→ TRECHO DE ORIGEM:
++++++++++
Seu divino sangue fosse, na realidade, bebido pelas feras; são
piores do que elas. Senti que em muitos corações aumentava o ódio, o
aborrecimento contra Jesus, um desejo de O ver desaparecer dos seus
olhares venenosos, fosse como fosse, custasse o que custasse. Jesus,
que via e penetrava no íntimo de todos mais sofria, e mais aumentava
a Sua agonia; e num brado fortíssimo chamou pelo Pai. Ao ver-se por
Ele abandonado, aumentou a amargura e o Seu desfalecimento. Como
homem, já não podia viver, era mortal, eu sentia-O em mim, a dar os
Seus últimos arrancos. Mas como era suave e doce a agonia do Seu
espírito, os últimos momentos de Jesus na terra. Expirei com Ele.
Ah! Se com a mesma doçura, a mesma semelhança, eu expirasse na morte
verdadeira, na morte que será a vida, que se dará a vida Eterna!
++++++++++
→ DADOS REGISTRADOS:
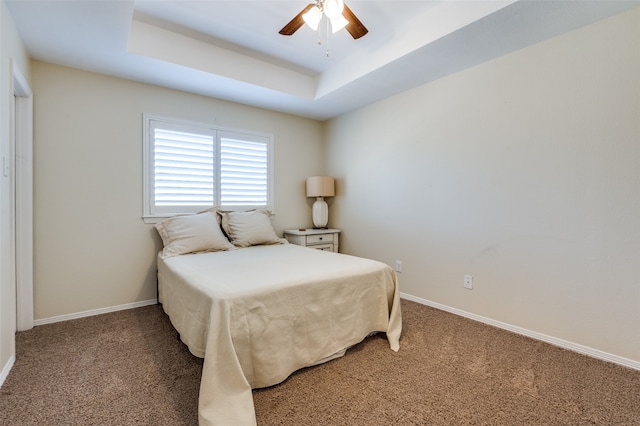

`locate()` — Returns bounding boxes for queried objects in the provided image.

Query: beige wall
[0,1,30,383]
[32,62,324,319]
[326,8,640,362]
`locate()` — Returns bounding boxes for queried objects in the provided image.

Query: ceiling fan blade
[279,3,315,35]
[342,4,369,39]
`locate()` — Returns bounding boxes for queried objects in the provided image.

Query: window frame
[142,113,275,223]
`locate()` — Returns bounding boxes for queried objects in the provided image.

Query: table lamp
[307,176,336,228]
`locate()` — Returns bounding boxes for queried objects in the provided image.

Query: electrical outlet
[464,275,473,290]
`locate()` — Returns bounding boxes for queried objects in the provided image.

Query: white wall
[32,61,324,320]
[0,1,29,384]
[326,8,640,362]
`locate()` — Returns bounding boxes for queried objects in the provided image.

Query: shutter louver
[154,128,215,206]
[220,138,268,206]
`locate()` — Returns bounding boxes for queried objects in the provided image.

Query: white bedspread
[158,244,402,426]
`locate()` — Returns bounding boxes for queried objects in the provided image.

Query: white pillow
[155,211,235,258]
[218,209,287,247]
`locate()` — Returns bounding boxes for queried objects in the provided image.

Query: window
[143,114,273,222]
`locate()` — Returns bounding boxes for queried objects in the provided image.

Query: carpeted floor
++++++++++
→ O QUE FAZER: Transcreva tal qual, do trecho de origem, a passagem que começa em "Seu divino sangue" e segue até "Expirei com Ele.".

→ RESULTADO:
Seu divino sangue fosse, na realidade, bebido pelas feras; são
piores do que elas. Senti que em muitos corações aumentava o ódio, o
aborrecimento contra Jesus, um desejo de O ver desaparecer dos seus
olhares venenosos, fosse como fosse, custasse o que custasse. Jesus,
que via e penetrava no íntimo de todos mais sofria, e mais aumentava
a Sua agonia; e num brado fortíssimo chamou pelo Pai. Ao ver-se por
Ele abandonado, aumentou a amargura e o Seu desfalecimento. Como
homem, já não podia viver, era mortal, eu sentia-O em mim, a dar os
Seus últimos arrancos. Mas como era suave e doce a agonia do Seu
espírito, os últimos momentos de Jesus na terra. Expirei com Ele.